▶ WHAT IS NEEDED: Decide whether each statement agrees with the thread on shepherding LLMs below. Answer yes or no, and quote the deciding words of the thread: (a) The writer considers the friend's theory fully correct. (b) The writer says the "agents" never learn anything. (c) The writer reports doing this kind of work personally.

(EXTRACT begins)

A friend mentioned his pet theory a while back that shepherding LLMs sucks for people who like programming because that means now they have to be managers and that's a different skill set.
@aeva That's not _entirely_ wrong but it's missing the point by a mile if you ask me.
It _is_ a different kind of activity, but it's not "management" either.
You get to play-act as the world's worst micro-manager constantly telling your "agents", who never learn a damn thing, to try again.
Mentoring or managing somebody (hopefully!) involves some kind of development where they learn something and grow into their position.
@aeva That's not what's happening here.
You're in a groundhog day loop with an intern with infinite stamina, ADHD and hopped up on 3 cans of Monster Energy cranking out piles of code between bouts of tachycardia, and every hour they hit the neuralyzer and need everything explained all over again.
I don't know what ring of hell exactly this is, but it _is_ a ring of hell, and it's not "management" by any sane definition of the term.
@aeva Mind, I'm not actually doing any of this stuff. But. BUT.

(EXTRACT ends)
(RAW DATA begins)

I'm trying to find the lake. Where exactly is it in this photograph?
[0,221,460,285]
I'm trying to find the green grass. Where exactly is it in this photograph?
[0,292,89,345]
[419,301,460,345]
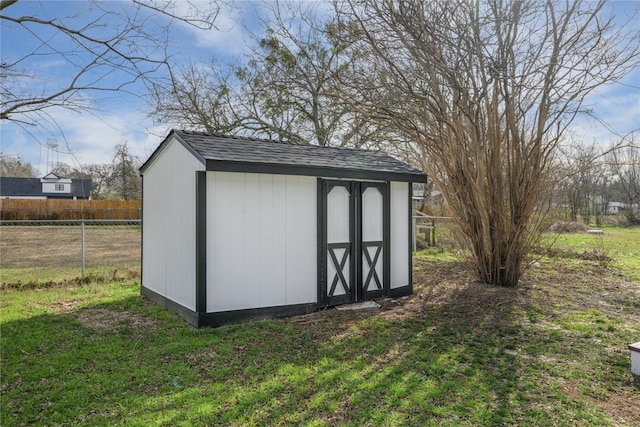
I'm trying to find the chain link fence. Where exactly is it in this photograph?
[0,219,141,286]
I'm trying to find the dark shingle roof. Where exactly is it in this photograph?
[0,176,91,199]
[141,130,425,181]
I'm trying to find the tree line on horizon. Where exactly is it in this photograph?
[0,0,640,287]
[0,142,142,200]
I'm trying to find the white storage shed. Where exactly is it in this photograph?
[140,130,426,327]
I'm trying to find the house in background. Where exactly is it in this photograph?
[140,130,426,326]
[0,173,91,200]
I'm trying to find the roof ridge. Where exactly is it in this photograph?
[173,129,394,158]
[174,129,306,147]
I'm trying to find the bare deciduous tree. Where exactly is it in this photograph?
[155,4,378,146]
[341,0,639,287]
[608,145,640,225]
[0,0,218,127]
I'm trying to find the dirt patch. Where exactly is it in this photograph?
[561,381,640,426]
[69,307,156,333]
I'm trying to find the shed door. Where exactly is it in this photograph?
[318,179,390,306]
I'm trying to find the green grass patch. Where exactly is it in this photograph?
[0,229,640,426]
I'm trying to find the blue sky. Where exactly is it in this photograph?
[0,0,640,174]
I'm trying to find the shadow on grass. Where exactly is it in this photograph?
[1,264,620,425]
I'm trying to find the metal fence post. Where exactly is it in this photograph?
[80,221,84,280]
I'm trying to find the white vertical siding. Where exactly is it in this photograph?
[391,182,411,289]
[362,187,383,242]
[142,140,204,310]
[207,172,317,312]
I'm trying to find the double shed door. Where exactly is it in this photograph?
[318,179,390,306]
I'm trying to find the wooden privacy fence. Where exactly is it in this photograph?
[0,199,142,221]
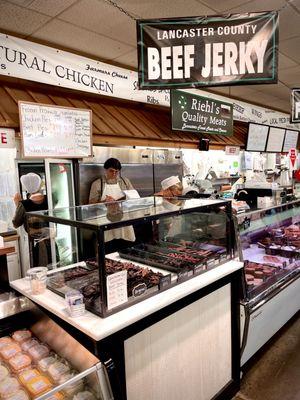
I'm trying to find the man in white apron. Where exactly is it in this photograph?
[89,158,135,253]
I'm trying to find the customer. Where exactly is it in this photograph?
[155,176,183,197]
[12,172,51,267]
[12,172,48,231]
[89,158,134,204]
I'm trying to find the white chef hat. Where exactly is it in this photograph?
[20,172,42,194]
[161,176,180,190]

(RAW DATA ends)

▶ REPLY:
(a) No: "it's missing the point by a mile"
(b) Yes: "who never learn a damn thing"
(c) No: "I'm not actually doing any of this stuff."